WRITTEN EXERCISE => Please reproduce the stretch of records from the line containing "Identify every instance of the car hood" through the line containing "x=797 y=347", requests included, shifting every coordinate in the answers by -40.

Stored data entries:

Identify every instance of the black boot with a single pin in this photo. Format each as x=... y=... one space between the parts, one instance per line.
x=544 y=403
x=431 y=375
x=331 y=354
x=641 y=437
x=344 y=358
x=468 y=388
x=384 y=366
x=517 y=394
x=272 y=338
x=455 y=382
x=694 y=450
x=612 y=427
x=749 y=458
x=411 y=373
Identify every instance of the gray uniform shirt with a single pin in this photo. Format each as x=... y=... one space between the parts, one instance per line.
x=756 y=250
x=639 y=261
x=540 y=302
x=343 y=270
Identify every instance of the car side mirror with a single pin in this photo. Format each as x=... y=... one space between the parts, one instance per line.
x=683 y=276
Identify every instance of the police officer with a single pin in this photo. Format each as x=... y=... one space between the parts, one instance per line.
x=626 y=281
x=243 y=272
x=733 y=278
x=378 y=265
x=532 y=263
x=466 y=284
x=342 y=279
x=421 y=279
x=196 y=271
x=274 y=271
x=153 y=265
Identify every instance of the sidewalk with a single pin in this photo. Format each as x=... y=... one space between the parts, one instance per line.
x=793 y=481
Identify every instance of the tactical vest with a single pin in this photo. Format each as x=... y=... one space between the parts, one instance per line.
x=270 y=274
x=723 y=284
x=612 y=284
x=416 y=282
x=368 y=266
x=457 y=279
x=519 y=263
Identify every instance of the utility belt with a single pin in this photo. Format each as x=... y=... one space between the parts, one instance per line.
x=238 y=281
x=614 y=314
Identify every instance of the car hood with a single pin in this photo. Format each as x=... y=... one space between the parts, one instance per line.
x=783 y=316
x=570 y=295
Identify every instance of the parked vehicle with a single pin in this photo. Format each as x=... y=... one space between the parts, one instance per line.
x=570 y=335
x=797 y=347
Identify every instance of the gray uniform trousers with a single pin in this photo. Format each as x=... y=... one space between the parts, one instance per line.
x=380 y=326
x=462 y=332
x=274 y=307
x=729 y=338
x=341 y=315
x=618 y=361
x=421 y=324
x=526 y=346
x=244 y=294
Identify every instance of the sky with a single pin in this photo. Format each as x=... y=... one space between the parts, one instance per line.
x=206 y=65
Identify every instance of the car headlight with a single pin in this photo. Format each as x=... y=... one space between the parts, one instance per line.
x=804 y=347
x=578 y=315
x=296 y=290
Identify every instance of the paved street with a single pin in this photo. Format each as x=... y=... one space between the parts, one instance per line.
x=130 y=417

ANSWER IN FULL =>
Identify every instance of the car hood with a single pin in this photo. Format each as x=... y=... one space between the parts, one instance per line.
x=743 y=276
x=530 y=255
Identify every instance of the parked vehicle with a single pin in this photo. Format each as x=... y=... one space between the parts, one instance per line.
x=530 y=295
x=757 y=307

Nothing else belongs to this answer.